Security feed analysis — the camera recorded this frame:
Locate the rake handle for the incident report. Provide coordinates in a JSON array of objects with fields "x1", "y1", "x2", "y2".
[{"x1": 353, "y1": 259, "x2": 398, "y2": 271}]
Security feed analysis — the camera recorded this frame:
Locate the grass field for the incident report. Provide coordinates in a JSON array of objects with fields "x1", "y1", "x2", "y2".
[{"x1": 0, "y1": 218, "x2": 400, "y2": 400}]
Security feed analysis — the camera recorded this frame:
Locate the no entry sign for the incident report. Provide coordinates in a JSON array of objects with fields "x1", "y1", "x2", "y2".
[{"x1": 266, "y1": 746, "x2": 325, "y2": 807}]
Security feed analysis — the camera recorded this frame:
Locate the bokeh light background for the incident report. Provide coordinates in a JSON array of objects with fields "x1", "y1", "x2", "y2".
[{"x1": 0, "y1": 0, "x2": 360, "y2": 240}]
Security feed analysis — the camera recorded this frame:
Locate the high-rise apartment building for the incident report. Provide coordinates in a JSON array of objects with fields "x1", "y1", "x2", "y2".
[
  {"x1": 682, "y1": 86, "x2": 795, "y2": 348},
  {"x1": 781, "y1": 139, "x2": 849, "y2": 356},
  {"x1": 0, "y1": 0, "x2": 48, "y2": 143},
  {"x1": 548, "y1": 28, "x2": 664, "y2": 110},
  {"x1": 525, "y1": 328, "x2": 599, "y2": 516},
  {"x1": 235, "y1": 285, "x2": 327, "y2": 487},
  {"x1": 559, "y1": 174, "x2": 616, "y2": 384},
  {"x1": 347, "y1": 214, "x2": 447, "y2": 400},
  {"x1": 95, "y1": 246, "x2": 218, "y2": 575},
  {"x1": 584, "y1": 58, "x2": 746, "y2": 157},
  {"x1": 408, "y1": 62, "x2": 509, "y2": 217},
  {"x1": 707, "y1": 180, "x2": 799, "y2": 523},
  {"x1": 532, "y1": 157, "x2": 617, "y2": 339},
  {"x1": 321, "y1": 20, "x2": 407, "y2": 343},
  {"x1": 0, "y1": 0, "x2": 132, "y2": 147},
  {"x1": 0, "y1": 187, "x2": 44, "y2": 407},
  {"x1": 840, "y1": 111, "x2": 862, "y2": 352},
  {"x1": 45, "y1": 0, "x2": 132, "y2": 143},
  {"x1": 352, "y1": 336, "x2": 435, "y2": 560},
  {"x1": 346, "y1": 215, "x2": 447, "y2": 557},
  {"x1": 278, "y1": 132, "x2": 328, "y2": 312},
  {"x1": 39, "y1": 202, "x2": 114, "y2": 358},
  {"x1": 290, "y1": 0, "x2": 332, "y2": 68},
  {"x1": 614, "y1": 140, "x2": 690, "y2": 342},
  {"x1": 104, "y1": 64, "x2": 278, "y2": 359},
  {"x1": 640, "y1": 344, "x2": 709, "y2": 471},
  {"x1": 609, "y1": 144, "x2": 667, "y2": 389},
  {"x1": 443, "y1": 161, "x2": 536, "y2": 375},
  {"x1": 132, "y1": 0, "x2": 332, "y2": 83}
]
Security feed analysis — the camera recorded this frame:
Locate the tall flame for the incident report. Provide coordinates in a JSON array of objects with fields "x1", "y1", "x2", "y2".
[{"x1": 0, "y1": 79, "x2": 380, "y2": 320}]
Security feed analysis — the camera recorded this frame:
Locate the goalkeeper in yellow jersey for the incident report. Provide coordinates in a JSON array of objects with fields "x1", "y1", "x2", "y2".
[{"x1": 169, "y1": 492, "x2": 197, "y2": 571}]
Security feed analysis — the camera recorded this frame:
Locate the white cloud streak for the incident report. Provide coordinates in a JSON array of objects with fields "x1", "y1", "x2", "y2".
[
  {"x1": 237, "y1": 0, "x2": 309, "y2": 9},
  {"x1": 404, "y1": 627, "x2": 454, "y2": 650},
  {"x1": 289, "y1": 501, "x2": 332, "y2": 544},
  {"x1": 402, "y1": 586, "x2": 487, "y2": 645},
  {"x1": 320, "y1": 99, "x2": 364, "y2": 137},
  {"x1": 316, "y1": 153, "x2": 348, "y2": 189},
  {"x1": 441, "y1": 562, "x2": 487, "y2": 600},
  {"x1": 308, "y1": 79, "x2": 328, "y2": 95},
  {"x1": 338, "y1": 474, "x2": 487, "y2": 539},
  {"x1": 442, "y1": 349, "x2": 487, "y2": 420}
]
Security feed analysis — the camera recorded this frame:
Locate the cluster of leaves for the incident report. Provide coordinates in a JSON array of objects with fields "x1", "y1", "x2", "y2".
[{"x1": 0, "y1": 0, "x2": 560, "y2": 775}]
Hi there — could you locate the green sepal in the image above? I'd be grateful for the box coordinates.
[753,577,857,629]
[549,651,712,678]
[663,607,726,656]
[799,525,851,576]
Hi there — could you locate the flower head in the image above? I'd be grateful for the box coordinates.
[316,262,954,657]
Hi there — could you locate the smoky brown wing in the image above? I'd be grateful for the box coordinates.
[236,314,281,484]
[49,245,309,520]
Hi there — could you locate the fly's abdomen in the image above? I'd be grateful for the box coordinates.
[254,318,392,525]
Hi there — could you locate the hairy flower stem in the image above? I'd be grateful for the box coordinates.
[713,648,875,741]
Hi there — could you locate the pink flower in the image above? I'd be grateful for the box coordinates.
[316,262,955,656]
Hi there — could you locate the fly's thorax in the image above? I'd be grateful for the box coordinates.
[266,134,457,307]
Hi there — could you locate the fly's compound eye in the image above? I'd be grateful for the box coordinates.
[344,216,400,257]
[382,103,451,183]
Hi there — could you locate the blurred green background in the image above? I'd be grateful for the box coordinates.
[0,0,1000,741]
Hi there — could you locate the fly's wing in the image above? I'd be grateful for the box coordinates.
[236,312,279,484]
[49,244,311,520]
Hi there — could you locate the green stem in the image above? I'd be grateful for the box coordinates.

[Exercise] Copy the data above verbatim, reproducing every line without alteration.

[Output below]
Security feed analysis — the camera recorded this frame:
Locate the rake handle for the incident report. Provide coordinates in a JSON array of objects with fields "x1", "y1", "x2", "y2".
[{"x1": 353, "y1": 259, "x2": 398, "y2": 271}]
Security feed analysis — the camera recorded this frame:
Locate the grass field for the incident report. Provide coordinates in a JSON array of objects with fields "x1", "y1", "x2", "y2".
[{"x1": 0, "y1": 218, "x2": 400, "y2": 400}]
Security feed analysis — the camera recorded this frame:
Locate the no entry sign for the incident report. Provide coordinates in a JSON array of objects with fields "x1", "y1", "x2", "y2".
[{"x1": 266, "y1": 746, "x2": 325, "y2": 807}]
Security feed analysis — the camera recorded this frame:
Locate the bokeh light background for the incident report. Provide coordinates in a JSON array of objects with fields "x1", "y1", "x2", "y2".
[{"x1": 0, "y1": 0, "x2": 360, "y2": 240}]
Security feed analysis — the camera recorded this frame:
Locate the high-rise apartment building for the incident report. Provide coordinates in a JSON array of objects with fields "x1", "y1", "x2", "y2".
[
  {"x1": 682, "y1": 86, "x2": 795, "y2": 348},
  {"x1": 781, "y1": 139, "x2": 849, "y2": 356},
  {"x1": 0, "y1": 0, "x2": 48, "y2": 143},
  {"x1": 548, "y1": 28, "x2": 664, "y2": 110},
  {"x1": 525, "y1": 328, "x2": 599, "y2": 516},
  {"x1": 235, "y1": 285, "x2": 327, "y2": 487},
  {"x1": 559, "y1": 174, "x2": 616, "y2": 384},
  {"x1": 347, "y1": 214, "x2": 447, "y2": 400},
  {"x1": 95, "y1": 246, "x2": 218, "y2": 575},
  {"x1": 584, "y1": 58, "x2": 746, "y2": 157},
  {"x1": 408, "y1": 62, "x2": 509, "y2": 217},
  {"x1": 707, "y1": 180, "x2": 799, "y2": 523},
  {"x1": 532, "y1": 157, "x2": 617, "y2": 339},
  {"x1": 321, "y1": 20, "x2": 407, "y2": 343},
  {"x1": 0, "y1": 0, "x2": 132, "y2": 147},
  {"x1": 0, "y1": 187, "x2": 44, "y2": 407},
  {"x1": 840, "y1": 111, "x2": 862, "y2": 352},
  {"x1": 45, "y1": 0, "x2": 132, "y2": 143},
  {"x1": 352, "y1": 336, "x2": 435, "y2": 560},
  {"x1": 346, "y1": 215, "x2": 447, "y2": 557},
  {"x1": 278, "y1": 132, "x2": 328, "y2": 312},
  {"x1": 39, "y1": 202, "x2": 114, "y2": 358},
  {"x1": 290, "y1": 0, "x2": 332, "y2": 68},
  {"x1": 614, "y1": 140, "x2": 690, "y2": 342},
  {"x1": 104, "y1": 64, "x2": 278, "y2": 359},
  {"x1": 640, "y1": 344, "x2": 709, "y2": 471},
  {"x1": 609, "y1": 144, "x2": 667, "y2": 389},
  {"x1": 443, "y1": 161, "x2": 536, "y2": 375},
  {"x1": 132, "y1": 0, "x2": 332, "y2": 83}
]
Security feed analysis — the camera recorded this frame:
Locate the tall flame for the incident report. Provide coordinates in a JSON array of objects with fields "x1", "y1", "x2", "y2".
[{"x1": 0, "y1": 79, "x2": 380, "y2": 320}]
Security feed analysis — the camera recorded this frame:
Locate the goalkeeper in yellow jersey for the incident report. Provide coordinates in a JSON array of objects with fields "x1", "y1", "x2", "y2".
[{"x1": 169, "y1": 492, "x2": 197, "y2": 571}]
Security feed analysis — the camera recorded this frame:
Locate the white cloud streak for the incident report. Provide coordinates in a JSON array of objects with fields "x1", "y1", "x2", "y2".
[
  {"x1": 237, "y1": 0, "x2": 309, "y2": 9},
  {"x1": 404, "y1": 627, "x2": 454, "y2": 650},
  {"x1": 289, "y1": 501, "x2": 332, "y2": 544},
  {"x1": 402, "y1": 586, "x2": 487, "y2": 645},
  {"x1": 320, "y1": 99, "x2": 364, "y2": 137},
  {"x1": 316, "y1": 153, "x2": 348, "y2": 189},
  {"x1": 441, "y1": 562, "x2": 487, "y2": 600},
  {"x1": 308, "y1": 79, "x2": 328, "y2": 95},
  {"x1": 338, "y1": 474, "x2": 487, "y2": 539},
  {"x1": 442, "y1": 349, "x2": 487, "y2": 420}
]
Security feed analysis — the camera recorded this frame:
Locate the cluster of leaves for the incident report. Provide coordinates in a JSON array of objects with fields "x1", "y1", "x2", "y2".
[{"x1": 0, "y1": 0, "x2": 560, "y2": 775}]
Hi there — could you locate the green sepal in the image above? I'd be grateful for the box coordinates.
[753,577,857,629]
[549,651,712,678]
[663,607,726,656]
[799,525,851,576]
Hi there — could you locate the flower head in the image above? I'd be grateful for the box coordinates.
[316,262,954,657]
Hi there — could you locate the smoky brown wing in the image above? I'd be grateful for the box coordinates.
[236,314,281,484]
[49,245,309,520]
Hi there — could you locate the fly's abdomen in the image above? I'd be grateful for the box coordinates.
[254,318,392,525]
Hi there — could you locate the hairy flower stem in the image above? I'd be grateful for the box coordinates.
[713,648,875,741]
Hi there — could you locate the pink flower in the image above? I'd be grateful for the box coordinates.
[316,262,955,656]
Hi there — could you locate the fly's thorax in the image above? I'd be grateful for the box coordinates.
[266,134,457,307]
Hi there — could you locate the fly's compound eye in the image above? I'd be grateful for the box coordinates.
[344,216,400,257]
[382,103,451,183]
Hi there — could you locate the blurred green background in the image above? I'd be grateful for the box coordinates.
[0,0,1000,741]
Hi there — could you locate the fly's wing in the image above? I'd be grateful for the box coordinates.
[236,312,279,484]
[49,244,311,520]
Hi there — could you locate the green stem in the image above? I'd be grateful for the box coordinates.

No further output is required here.